[RAW DATA Boundary: Start]
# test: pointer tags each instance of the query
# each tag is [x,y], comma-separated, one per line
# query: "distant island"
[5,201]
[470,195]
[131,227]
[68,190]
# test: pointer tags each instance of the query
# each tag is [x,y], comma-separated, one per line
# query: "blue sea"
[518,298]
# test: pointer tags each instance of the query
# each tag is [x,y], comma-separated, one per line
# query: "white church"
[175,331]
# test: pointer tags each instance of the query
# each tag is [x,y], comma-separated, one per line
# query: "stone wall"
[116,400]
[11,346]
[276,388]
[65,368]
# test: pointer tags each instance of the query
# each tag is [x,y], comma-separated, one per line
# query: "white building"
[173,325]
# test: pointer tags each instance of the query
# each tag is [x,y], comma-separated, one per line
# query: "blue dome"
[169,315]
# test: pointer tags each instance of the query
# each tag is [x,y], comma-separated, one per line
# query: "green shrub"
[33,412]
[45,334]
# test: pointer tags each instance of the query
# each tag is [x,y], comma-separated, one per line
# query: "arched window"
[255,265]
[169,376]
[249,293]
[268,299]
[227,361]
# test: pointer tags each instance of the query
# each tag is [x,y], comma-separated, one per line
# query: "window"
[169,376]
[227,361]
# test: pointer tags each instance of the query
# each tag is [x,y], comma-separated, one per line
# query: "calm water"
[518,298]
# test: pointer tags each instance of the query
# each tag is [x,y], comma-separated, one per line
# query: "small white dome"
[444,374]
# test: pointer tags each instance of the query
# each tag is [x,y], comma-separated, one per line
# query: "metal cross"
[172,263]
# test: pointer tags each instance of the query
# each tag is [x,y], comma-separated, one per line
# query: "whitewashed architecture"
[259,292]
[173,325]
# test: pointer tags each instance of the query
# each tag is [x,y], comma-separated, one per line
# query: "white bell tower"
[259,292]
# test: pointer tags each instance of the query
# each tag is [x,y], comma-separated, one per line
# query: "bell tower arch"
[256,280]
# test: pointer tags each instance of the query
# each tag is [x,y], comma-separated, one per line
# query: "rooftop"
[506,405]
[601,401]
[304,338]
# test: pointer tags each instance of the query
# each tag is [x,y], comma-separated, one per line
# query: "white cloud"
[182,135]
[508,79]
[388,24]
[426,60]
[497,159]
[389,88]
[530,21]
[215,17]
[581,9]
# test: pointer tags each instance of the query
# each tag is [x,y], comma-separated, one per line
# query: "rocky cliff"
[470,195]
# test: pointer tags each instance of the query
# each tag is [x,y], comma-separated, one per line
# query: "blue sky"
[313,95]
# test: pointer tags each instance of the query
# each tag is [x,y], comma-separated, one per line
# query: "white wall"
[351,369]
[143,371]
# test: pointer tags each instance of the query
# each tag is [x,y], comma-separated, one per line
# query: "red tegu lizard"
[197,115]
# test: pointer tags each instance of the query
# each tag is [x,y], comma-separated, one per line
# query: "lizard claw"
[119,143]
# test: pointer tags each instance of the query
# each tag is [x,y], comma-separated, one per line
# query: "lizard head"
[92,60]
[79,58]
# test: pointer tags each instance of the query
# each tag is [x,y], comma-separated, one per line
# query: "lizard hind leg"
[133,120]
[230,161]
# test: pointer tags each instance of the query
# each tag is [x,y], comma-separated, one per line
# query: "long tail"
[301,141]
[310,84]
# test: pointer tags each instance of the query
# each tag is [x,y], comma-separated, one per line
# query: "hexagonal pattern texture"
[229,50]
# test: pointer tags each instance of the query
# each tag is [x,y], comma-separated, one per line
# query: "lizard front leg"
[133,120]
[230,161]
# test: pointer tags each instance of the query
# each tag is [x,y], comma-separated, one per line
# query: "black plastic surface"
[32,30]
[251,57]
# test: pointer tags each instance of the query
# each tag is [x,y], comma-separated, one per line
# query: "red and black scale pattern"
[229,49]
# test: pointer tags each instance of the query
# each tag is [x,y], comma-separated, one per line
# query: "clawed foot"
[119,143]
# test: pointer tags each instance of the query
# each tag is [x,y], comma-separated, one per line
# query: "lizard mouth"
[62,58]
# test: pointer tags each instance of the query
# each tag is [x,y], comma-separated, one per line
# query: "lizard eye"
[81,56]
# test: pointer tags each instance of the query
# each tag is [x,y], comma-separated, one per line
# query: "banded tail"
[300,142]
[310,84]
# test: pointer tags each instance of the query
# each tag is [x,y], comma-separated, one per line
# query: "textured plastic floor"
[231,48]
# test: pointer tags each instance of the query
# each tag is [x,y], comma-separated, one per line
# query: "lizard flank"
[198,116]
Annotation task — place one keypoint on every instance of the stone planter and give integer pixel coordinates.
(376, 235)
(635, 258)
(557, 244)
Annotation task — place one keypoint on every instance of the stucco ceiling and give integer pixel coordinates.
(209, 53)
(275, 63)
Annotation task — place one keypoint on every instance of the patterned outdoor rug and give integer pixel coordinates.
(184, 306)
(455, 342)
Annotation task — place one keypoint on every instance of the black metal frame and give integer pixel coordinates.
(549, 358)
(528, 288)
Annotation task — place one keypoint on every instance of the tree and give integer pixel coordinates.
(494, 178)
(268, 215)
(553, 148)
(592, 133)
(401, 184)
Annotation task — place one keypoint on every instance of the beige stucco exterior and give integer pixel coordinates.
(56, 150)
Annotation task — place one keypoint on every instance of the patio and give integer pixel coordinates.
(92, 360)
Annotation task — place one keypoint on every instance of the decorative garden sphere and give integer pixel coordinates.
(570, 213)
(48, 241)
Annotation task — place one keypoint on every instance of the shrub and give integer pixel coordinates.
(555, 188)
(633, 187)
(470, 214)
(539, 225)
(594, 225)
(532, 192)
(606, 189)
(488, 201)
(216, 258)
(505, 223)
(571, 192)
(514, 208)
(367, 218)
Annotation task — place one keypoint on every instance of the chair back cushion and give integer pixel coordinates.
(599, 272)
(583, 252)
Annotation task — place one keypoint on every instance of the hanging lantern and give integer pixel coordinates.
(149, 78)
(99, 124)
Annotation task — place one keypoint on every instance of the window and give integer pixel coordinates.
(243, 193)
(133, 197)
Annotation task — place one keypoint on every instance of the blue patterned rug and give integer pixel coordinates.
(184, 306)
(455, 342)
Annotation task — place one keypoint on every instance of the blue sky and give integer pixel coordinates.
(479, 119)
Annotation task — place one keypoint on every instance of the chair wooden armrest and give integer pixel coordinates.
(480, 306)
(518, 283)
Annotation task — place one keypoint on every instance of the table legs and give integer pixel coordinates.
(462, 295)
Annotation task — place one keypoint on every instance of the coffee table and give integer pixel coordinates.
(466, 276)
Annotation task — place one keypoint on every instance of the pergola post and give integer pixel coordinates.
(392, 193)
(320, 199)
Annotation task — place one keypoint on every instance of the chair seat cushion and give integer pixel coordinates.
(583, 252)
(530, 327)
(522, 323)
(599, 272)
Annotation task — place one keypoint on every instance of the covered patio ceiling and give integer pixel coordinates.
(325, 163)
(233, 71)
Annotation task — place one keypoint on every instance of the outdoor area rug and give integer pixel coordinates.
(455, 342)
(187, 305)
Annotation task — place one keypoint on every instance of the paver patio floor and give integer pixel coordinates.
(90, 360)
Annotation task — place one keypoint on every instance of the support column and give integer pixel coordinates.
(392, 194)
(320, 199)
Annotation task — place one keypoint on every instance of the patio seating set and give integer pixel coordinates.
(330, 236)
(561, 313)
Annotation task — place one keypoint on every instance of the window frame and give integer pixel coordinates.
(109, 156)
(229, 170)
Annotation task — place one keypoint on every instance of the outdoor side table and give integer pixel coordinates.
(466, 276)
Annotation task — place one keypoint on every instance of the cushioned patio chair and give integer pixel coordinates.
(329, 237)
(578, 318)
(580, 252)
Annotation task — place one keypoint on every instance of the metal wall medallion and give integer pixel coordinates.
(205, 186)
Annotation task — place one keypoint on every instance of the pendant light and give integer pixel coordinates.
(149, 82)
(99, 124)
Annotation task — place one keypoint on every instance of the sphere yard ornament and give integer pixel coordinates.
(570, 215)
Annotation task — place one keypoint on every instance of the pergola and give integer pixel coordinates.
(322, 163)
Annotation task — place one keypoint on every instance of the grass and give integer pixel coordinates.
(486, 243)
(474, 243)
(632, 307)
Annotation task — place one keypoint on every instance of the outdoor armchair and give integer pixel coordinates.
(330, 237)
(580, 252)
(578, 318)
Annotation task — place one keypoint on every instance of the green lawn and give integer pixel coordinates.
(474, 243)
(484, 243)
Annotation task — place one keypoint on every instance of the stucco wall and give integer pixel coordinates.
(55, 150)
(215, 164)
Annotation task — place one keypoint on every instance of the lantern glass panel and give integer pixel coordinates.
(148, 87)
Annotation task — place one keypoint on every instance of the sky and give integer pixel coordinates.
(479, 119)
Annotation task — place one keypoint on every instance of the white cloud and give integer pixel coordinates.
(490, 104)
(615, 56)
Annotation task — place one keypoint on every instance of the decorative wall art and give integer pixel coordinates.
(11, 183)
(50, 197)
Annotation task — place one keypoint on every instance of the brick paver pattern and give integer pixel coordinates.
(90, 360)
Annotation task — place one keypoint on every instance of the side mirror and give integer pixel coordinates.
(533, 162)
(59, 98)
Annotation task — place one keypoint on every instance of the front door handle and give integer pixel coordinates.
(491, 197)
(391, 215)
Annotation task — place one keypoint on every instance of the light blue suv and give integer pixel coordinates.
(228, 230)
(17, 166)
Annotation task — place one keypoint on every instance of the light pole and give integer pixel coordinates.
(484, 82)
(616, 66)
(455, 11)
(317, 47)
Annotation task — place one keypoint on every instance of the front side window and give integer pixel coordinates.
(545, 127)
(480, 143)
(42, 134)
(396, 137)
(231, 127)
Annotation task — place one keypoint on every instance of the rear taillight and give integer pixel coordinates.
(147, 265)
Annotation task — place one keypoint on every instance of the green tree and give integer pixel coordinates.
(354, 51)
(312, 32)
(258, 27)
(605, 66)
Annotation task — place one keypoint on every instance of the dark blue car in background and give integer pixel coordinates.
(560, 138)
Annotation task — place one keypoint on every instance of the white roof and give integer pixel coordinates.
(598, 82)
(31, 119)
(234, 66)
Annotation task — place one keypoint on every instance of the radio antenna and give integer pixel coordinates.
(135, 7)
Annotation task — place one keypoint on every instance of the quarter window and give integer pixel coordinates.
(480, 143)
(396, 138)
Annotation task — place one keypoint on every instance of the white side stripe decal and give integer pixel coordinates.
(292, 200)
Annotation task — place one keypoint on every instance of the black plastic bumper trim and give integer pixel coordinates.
[RAW DATA Boundary: End]
▶ [ASSIGNED TASK] From the line containing "roof and give integer pixel coordinates." to the last line of the material, please quote every line exactly and only those.

▶ [ANSWER BELOW]
Annotation task — place one keypoint on every instance of the white roof and give integer pixel coordinates.
(598, 82)
(31, 119)
(234, 66)
Annotation task — place one keypoint on every instance of the radio antenna and give integer pixel coordinates.
(135, 7)
Annotation task — place one keypoint on every instance of the quarter window and give integer pixel coordinates.
(480, 143)
(396, 138)
Annotation task — place one keypoint on every instance of the white side stripe decal and give integer pixel coordinates.
(292, 200)
Annotation task — place one keypoint on every instance of the black plastic bumper trim and give integer pixel coordinates.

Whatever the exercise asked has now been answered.